そうした対応は一般的なことですが、遺産を相続する法定相続人の中に認知症の発症者がいる場合は話が別です。
残念ながら、相続人の中に認知症の方がいる場合は、基本的に遺産分割協議をするのは難しいといえます。
ただ難しいと言われても納得できませんし、遺産分割協議ができないとなると困ってしまう方は多いはずです。
本記事では、認知症の相続人がいることで起こる問題や遺産分割のために成年後見人をつけるメリットが少ない理由、認知症の相続人がいる際の遺産分割方法について解説します。
目次
この項目では、認知症の相続人がいる場合、遺産相続にどのよう影響があるのか確認していきましょう。
冒頭でもお伝えしましたが、認知症の相続人がいると基本的に遺産分割協議を行うことができません。
というのも、認知症を発症すると判断力や理解力の低下を招き、物事を正確に理解することができなくなります。
物事の正確な判断ができないと何が問題かというと、法律の世界においては、「物を買う・売る」「家を貸す・借りる」など、権利・義務が発生する行為(法律行為)には「意思能力」が欠かせません。
物事の正確な判断ができないというのは、この「意思能力」を欠く状態なのです。
そして、民法では、意思能力のない者による法律行為を無効としています。
法律行為の当事者が意思表示をした時に意思能力を有しなかったときは、その法律行為は、無効とする。

**短い課題 1:**
読解文から、「というのも、認知症を発症する」を含む語句で始まり「物事の正確な判断ができないというのは、この「意思能力」を欠く状態なのです。」で終わる部分をそのまま書き写してください。
**短い課題 2:**
次の(a)〜(c)が読解文の内容と合っているかを「はい」か「いいえ」で答え、判断の決め手となる読解文の語句をそのまま引用してください。
(a) 相続人の中に認知症の人がいる場合、基本的に遺産分割協議をするのは難しい。
(b) 民法では、意思能力のない者による法律行為も有効とされている。
(c) この記事では、遺産分割のために成年後見人をつけるメリットが多い理由を解説する。

**収集データ:**
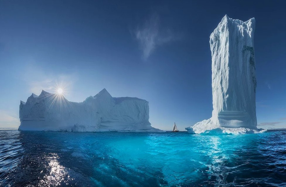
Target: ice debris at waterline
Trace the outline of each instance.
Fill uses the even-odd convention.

**回答 1:**
というのも、認知症を発症すると判断力や理解力の低下を招き、物事を正確に理解することができなくなります。
物事の正確な判断ができないと何が問題かというと、法律の世界においては、「物を買う・売る」「家を貸す・借りる」など、権利・義務が発生する行為(法律行為)には「意思能力」が欠かせません。
物事の正確な判断ができないというのは、この「意思能力」を欠く状態なのです。

**回答 2:**
(a) はい。「相続人の中に認知症の方がいる場合は、基本的に遺産分割協議をするのは難しいといえます」
(b) いいえ。「民法では、意思能力のない者による法律行為を無効としています」
(c) いいえ。「遺産分割のために成年後見人をつけるメリットが少ない理由」